TEXTO PARA LEITURA:
.....

Artigo de opinião por Ricardo Flores Barreto[1]
A arte de rua sempre esteve nos cotidianos das cidades. Desde muito antes do surgimento dos grandes conglomerados urbanos que conhecemos hoje, os locais comuns e de grande circulação, como mercados, praças e templos religiosos, contavam com a presença de músicos, dançarinos, ilusionistas e contadores de histórias que impressionavam as multidões em troca do famoso “passar o chapéu”.
Com o crescimento urbano desenfreado que o mundo presenciou especialmente nos últimos séculos, as artes de rua também se multiplicaram e, hoje, seguem fazendo parte do cotidiano das cidades em suas diversas manifestações, como a música, as artes circenses, os grafites, as rodas de rima, o slam, dentre inúmeras.
A realidade atual dos artistas de rua não é algo a se romantizar. Se, por um lado, há sempre alegria por parte dos transeuntes de presenciar um músico em uma esquina no meio do caos das selvas de pedra; por outro, o caminho que levou aquele artista a essa situação por vezes não é tão belo quanto a sua arte.

.....

INFORMAÇÕES FORNECIDAS:
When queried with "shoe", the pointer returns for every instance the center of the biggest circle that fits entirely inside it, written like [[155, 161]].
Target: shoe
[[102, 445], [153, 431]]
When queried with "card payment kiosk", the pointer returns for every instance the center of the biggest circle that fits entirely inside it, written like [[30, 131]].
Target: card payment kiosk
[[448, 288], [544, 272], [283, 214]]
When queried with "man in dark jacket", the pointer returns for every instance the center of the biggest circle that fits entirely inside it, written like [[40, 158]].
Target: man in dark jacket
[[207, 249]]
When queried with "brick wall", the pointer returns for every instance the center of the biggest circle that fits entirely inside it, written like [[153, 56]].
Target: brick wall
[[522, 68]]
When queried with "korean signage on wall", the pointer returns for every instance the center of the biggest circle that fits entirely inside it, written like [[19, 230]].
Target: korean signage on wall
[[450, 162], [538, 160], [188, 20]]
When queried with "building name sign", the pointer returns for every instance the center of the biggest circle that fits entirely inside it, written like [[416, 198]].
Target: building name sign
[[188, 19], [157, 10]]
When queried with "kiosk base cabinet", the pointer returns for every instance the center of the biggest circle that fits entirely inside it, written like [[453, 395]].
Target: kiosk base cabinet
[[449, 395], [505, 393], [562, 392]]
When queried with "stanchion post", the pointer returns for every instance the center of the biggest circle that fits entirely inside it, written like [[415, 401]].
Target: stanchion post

.....

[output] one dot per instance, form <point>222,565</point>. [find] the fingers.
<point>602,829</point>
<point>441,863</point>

.....

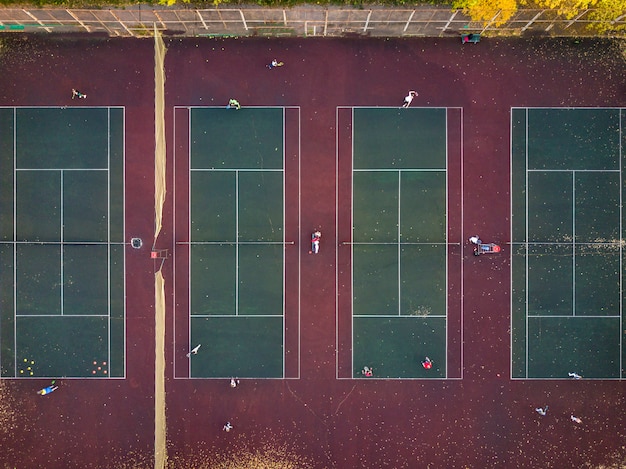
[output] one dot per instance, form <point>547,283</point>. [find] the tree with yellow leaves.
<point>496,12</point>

.....

O QUE SE PEDE: Extraia do texto sobre a arte de rua, sem nenhuma alteração, o trecho que começa nas palavras "A realidade atual" e termina logo após "a sua arte.". Os registros não têm relação com o texto.

RESPOSTA ESPERADA:
A realidade atual dos artistas de rua não é algo a se romantizar. Se, por um lado, há sempre alegria por parte dos transeuntes de presenciar um músico em uma esquina no meio do caos das selvas de pedra; por outro, o caminho que levou aquele artista a essa situação por vezes não é tão belo quanto a sua arte.